Task input:

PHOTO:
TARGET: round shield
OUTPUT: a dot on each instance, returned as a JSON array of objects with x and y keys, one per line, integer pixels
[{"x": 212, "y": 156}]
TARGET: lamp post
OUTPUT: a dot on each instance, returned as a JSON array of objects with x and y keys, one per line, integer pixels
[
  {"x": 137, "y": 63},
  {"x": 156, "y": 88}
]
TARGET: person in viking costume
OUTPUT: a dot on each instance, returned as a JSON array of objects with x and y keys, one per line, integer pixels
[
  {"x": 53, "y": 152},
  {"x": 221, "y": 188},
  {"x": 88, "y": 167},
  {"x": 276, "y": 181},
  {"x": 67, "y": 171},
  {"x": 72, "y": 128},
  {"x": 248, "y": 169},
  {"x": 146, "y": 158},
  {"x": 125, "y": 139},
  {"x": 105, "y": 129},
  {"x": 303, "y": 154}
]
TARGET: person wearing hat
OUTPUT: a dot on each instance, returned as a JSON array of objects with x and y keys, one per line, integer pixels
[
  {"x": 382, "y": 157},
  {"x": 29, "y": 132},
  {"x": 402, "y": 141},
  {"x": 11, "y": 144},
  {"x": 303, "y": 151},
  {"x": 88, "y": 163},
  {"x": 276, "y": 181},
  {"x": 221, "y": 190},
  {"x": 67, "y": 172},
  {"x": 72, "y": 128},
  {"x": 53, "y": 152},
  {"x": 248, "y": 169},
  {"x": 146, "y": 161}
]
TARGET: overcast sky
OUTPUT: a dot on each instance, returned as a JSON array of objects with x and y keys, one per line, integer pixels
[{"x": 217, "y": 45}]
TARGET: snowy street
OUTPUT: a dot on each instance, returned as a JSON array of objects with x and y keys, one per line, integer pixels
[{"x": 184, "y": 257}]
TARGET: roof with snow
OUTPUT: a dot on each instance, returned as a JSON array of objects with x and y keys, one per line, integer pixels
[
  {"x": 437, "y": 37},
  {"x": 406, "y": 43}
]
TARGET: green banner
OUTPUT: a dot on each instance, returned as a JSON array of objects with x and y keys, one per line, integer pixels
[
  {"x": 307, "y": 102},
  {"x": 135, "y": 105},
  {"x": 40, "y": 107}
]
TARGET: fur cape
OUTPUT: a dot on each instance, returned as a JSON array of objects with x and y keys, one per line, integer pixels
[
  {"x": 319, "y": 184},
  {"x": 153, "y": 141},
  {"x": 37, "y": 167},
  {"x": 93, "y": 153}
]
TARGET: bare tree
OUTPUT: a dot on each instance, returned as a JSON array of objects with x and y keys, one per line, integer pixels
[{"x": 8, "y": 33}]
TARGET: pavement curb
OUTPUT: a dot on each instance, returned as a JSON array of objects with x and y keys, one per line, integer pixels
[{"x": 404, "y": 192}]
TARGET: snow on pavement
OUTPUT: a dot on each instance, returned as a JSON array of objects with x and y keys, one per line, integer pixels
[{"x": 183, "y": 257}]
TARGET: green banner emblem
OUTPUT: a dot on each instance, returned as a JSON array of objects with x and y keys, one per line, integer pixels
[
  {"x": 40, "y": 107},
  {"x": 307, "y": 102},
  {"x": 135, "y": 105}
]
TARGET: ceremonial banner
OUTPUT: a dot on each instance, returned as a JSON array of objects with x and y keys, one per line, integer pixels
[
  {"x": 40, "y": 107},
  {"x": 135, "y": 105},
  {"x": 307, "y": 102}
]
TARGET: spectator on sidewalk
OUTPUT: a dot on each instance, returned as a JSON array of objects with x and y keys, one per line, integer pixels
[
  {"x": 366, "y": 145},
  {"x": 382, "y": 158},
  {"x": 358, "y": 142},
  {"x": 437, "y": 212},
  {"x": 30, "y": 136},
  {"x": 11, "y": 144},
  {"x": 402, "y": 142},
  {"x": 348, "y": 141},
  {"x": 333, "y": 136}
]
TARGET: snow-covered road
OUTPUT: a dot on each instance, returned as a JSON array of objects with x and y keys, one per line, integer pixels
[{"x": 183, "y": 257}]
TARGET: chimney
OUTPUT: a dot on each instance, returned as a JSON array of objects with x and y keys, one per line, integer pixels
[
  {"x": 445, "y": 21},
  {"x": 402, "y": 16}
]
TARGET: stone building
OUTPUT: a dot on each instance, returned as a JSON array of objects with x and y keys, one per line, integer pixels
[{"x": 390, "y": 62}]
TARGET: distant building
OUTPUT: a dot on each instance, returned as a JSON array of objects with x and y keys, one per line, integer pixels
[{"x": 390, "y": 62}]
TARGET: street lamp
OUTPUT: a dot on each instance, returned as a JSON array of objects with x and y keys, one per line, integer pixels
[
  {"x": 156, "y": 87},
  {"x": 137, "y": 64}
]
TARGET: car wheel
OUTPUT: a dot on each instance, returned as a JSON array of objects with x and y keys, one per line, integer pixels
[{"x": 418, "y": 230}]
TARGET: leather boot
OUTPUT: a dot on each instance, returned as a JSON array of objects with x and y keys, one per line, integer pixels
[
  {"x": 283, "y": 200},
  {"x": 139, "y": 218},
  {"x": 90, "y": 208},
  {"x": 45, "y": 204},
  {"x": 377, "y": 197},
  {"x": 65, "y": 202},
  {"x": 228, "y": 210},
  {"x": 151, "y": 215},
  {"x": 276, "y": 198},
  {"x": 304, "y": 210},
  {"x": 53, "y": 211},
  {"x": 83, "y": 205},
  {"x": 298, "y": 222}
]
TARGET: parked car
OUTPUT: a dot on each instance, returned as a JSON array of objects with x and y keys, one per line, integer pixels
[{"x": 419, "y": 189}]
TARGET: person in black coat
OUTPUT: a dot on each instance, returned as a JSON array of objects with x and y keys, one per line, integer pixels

What you should do: Locate the line that contains "TARGET: chimney", then please quote it and every line after it to the end of the entries above, exactly and with nothing else.

Exercise answer:
TARGET: chimney
OUTPUT: a dot on each instance, returned as a JSON array of objects with x and y keys, one per line, integer pixels
[
  {"x": 445, "y": 21},
  {"x": 402, "y": 16}
]
TARGET: stone building
OUTPUT: a dot on each instance, returned as a JSON array of objects with x and y keys, one per line, integer pixels
[{"x": 390, "y": 62}]
TARGET: distant building
OUTPUT: a dot on each instance, returned as a JSON array of objects with x and y keys, one per line, integer pixels
[{"x": 390, "y": 62}]
TARGET: street lamp
OUTPUT: a dot on each instance, returned as a JSON array of objects with x and y keys, one per line, integer pixels
[
  {"x": 156, "y": 87},
  {"x": 137, "y": 64}
]
TARGET: car wheel
OUTPUT: a dot on each instance, returned as a JSON array of objects with x and y keys, one per line, integer pixels
[{"x": 418, "y": 230}]
TARGET: leather boot
OUTPUT: a dot on each instance, returned as a JSON array of objects with x and y keys, one per line, integer pixels
[
  {"x": 283, "y": 200},
  {"x": 139, "y": 218},
  {"x": 90, "y": 208},
  {"x": 45, "y": 204},
  {"x": 377, "y": 197},
  {"x": 65, "y": 202},
  {"x": 228, "y": 210},
  {"x": 151, "y": 215},
  {"x": 276, "y": 198},
  {"x": 304, "y": 210},
  {"x": 53, "y": 211},
  {"x": 83, "y": 205},
  {"x": 298, "y": 222}
]
TARGET: parked car
OUTPUT: a dot on each instance, returned as a JSON array of objects with x and y keys, one per line, integer pixels
[{"x": 419, "y": 189}]
TARGET: person in black coat
OUTPUT: a dot on each instance, returned as a JSON array of objects with x and y keys, one per line, integer pixels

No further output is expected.